# WORK ORDER
What lines in the data hold the string "white"? Show them.

(Dataset entries)
============
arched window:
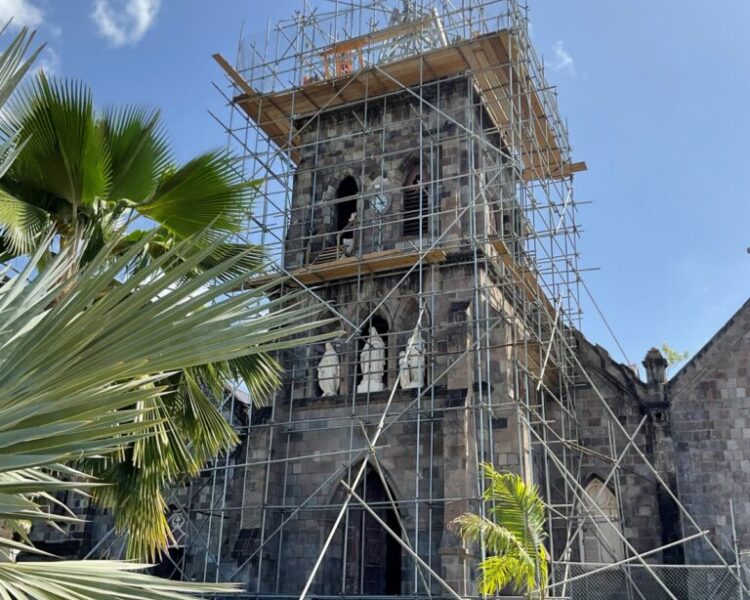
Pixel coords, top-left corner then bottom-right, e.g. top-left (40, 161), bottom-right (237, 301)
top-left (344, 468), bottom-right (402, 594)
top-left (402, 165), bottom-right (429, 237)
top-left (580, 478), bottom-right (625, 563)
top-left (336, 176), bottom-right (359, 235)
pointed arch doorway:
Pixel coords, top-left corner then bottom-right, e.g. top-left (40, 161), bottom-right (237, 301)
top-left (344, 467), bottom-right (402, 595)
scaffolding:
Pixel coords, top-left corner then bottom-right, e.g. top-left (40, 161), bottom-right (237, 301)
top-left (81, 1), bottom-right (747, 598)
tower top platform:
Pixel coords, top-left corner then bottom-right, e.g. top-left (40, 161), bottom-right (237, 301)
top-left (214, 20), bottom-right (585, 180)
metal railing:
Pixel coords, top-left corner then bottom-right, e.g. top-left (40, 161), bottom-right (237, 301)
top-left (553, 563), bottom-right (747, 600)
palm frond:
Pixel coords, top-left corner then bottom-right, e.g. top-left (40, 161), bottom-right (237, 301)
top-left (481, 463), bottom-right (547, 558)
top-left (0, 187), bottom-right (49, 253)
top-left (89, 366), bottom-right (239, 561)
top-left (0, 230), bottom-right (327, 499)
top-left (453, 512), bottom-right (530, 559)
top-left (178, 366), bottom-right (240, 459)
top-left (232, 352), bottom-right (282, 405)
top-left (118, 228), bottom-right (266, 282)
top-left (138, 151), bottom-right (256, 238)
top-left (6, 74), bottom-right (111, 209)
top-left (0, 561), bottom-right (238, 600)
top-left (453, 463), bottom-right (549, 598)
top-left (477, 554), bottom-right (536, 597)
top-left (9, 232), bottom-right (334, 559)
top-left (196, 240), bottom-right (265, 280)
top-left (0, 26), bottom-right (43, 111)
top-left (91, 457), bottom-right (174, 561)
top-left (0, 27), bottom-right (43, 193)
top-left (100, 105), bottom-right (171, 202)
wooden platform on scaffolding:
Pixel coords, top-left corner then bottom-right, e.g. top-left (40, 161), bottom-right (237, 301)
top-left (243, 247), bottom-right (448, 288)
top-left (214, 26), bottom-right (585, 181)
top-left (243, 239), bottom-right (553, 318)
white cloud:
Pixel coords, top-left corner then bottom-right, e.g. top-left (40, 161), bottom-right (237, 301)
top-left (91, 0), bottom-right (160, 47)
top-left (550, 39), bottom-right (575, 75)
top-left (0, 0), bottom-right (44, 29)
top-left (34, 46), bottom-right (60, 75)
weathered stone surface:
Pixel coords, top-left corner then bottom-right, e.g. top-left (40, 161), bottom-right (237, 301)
============
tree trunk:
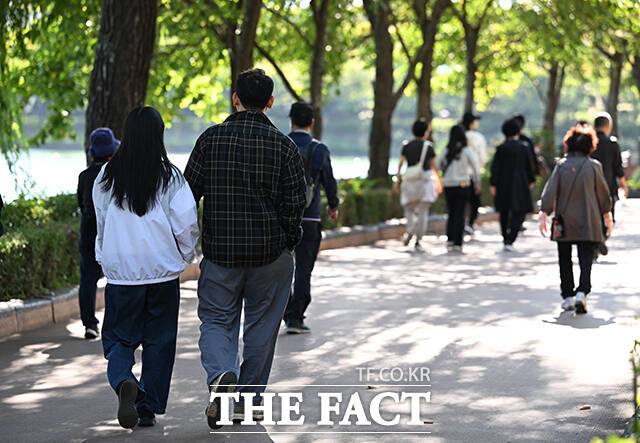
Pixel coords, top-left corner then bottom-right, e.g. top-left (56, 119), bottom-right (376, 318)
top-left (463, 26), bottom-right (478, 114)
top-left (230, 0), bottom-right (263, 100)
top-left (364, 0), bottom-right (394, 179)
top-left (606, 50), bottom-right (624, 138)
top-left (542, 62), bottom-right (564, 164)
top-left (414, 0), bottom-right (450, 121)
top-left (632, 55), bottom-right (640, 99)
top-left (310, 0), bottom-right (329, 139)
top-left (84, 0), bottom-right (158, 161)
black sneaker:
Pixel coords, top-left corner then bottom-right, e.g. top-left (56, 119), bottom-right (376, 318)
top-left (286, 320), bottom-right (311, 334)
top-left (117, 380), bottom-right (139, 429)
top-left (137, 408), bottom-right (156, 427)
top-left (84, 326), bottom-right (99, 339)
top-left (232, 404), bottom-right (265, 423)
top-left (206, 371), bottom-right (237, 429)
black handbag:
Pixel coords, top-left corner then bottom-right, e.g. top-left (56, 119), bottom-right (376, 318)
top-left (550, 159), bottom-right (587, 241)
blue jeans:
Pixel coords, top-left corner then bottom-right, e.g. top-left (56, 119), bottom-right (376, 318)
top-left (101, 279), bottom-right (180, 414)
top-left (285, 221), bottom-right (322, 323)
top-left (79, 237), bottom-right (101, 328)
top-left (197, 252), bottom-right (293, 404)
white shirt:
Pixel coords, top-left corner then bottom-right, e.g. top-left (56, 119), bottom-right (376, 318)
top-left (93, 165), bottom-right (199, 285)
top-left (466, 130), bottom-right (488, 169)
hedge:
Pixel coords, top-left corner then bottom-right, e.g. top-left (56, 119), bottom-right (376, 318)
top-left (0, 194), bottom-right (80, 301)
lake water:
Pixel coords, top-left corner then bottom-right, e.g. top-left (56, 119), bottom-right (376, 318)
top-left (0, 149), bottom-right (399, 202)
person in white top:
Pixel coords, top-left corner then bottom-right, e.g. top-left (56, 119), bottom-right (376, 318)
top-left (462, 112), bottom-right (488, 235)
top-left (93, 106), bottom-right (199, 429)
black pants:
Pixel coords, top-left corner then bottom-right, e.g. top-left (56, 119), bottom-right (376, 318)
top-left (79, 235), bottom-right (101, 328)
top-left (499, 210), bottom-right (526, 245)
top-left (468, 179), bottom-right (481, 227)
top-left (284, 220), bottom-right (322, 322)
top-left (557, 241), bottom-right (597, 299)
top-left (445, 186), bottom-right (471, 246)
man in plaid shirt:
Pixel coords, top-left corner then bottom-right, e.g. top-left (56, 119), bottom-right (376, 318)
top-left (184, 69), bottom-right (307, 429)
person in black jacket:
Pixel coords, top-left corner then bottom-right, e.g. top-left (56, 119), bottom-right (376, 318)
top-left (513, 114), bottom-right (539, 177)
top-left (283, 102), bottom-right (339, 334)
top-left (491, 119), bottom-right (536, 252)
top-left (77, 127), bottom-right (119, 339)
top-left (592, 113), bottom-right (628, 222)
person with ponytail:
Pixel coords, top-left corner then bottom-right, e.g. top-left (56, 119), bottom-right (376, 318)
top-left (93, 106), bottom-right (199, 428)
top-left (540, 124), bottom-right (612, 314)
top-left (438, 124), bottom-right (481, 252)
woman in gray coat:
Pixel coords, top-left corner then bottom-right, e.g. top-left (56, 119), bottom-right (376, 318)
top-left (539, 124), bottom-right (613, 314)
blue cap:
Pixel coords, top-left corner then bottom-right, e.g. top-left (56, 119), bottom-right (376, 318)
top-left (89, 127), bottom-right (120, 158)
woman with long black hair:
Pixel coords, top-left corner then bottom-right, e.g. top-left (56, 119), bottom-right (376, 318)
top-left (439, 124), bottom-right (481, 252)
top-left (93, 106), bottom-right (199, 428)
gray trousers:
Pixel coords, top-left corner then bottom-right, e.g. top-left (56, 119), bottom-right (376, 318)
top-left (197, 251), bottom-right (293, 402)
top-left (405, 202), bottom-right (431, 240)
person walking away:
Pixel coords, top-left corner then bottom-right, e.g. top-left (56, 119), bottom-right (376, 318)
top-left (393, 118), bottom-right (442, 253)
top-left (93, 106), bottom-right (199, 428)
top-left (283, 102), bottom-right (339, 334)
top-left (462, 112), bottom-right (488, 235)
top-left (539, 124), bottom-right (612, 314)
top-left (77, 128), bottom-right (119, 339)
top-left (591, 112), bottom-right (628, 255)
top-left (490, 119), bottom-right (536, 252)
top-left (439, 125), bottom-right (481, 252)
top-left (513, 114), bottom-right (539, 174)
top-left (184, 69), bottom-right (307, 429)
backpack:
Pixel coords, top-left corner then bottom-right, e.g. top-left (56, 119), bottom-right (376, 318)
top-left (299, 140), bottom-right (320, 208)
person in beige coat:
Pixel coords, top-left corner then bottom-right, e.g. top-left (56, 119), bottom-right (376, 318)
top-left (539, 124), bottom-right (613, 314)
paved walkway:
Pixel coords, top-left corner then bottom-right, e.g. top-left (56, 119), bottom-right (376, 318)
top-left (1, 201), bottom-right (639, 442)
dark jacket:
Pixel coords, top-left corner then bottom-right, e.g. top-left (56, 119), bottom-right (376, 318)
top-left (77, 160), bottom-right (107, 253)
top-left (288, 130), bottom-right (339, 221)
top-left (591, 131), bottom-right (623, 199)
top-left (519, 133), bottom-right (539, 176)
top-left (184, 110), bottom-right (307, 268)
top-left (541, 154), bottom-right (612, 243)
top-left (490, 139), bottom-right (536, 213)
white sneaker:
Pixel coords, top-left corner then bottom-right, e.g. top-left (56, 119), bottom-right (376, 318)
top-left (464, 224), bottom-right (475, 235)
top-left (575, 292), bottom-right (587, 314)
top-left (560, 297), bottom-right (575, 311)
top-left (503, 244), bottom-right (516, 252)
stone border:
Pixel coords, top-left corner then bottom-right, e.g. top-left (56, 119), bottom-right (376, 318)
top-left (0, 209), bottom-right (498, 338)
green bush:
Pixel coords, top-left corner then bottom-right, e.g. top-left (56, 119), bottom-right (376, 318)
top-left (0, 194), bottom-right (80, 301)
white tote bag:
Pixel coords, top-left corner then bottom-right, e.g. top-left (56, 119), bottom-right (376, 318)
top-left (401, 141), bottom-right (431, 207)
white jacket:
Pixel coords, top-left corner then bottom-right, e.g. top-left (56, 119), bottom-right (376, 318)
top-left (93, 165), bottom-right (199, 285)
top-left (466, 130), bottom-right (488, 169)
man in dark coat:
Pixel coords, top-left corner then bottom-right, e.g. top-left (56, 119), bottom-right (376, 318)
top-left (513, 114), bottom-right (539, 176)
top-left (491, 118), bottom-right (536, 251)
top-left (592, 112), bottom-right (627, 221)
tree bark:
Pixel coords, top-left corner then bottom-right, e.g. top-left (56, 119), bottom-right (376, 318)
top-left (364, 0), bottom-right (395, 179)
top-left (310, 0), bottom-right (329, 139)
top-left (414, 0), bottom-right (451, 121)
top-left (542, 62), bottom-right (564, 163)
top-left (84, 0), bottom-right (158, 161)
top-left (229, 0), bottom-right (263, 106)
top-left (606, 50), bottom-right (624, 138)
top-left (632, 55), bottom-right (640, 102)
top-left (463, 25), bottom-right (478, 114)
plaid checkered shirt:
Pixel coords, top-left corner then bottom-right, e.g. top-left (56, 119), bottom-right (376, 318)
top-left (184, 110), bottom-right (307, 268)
============
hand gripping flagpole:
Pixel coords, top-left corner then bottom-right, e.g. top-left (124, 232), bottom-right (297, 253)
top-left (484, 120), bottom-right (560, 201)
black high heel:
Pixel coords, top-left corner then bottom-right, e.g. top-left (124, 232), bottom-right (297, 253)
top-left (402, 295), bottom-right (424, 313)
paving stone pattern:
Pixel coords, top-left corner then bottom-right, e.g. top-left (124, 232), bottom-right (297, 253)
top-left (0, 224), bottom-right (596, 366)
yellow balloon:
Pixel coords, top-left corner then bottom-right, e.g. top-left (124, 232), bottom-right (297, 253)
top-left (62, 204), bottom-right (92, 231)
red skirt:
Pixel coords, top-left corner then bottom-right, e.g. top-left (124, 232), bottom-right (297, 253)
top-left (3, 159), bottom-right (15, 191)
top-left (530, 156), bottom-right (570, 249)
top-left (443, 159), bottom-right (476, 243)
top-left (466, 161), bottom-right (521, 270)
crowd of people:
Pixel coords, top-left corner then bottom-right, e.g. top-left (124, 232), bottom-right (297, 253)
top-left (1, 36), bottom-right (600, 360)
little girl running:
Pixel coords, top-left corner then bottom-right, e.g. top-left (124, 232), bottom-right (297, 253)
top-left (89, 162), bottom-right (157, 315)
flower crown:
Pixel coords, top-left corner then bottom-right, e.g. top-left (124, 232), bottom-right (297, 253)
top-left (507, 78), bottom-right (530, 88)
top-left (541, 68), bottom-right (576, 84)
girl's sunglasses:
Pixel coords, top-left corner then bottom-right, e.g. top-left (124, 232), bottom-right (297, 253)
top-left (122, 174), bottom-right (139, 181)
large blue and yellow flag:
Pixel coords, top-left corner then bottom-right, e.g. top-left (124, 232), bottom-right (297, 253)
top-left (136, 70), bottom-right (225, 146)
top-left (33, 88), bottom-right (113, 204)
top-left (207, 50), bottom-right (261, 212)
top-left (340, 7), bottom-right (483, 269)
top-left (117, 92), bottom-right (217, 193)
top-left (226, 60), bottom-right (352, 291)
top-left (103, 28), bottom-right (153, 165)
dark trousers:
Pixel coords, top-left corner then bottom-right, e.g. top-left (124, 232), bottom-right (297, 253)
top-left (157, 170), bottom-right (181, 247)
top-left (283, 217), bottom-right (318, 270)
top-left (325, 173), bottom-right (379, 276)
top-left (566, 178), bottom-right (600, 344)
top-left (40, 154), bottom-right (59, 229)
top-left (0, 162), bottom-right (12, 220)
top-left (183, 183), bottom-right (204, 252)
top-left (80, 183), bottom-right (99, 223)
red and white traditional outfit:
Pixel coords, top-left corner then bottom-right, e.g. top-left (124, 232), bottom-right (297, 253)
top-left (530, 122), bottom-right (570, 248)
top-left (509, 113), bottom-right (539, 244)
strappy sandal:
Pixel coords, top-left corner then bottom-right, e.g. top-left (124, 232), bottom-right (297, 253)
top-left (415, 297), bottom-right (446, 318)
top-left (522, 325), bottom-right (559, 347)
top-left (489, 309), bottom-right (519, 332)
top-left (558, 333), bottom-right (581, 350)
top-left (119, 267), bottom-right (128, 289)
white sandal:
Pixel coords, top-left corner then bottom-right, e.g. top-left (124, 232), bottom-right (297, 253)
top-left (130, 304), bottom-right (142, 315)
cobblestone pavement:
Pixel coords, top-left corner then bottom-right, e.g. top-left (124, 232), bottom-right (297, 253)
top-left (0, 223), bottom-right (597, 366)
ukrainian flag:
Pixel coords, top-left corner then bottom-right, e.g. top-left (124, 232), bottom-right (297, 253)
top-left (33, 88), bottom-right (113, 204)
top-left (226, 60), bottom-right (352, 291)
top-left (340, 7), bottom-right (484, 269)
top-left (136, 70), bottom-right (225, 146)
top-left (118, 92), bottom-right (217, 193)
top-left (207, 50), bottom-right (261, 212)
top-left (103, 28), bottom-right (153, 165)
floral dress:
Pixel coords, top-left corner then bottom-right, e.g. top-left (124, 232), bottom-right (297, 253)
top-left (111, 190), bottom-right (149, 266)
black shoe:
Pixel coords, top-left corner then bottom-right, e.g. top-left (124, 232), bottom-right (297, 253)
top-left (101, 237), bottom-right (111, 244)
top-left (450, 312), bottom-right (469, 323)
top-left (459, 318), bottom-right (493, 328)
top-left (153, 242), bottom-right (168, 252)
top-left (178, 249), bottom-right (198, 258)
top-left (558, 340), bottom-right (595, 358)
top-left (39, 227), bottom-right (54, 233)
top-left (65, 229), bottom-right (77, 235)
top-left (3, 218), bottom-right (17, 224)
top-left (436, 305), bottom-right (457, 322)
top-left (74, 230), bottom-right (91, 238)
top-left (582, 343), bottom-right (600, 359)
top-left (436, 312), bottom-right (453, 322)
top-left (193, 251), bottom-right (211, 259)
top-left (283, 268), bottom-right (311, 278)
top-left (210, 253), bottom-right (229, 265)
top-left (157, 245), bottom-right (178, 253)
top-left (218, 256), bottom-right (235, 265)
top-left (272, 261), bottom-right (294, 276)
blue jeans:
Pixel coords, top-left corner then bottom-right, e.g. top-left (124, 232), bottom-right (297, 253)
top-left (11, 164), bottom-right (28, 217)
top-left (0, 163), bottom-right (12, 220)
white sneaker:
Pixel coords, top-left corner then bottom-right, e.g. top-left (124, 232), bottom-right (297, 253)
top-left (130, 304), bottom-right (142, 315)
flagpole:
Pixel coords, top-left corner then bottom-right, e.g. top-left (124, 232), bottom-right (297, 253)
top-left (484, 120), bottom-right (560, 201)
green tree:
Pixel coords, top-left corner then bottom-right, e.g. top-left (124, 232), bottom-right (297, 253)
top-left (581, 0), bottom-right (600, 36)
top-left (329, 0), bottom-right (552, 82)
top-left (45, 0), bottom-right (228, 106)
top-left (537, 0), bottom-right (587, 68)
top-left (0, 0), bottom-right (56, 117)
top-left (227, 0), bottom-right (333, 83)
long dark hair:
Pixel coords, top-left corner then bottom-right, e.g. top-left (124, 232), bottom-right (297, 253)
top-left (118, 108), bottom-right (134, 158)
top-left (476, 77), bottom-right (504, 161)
============
# SOLUTION TO THIS TASK
white cloud:
white shirt:
person in white top:
white sneaker:
white tote bag:
white jacket:
red and white traditional outfit:
white sandal:
white sneaker:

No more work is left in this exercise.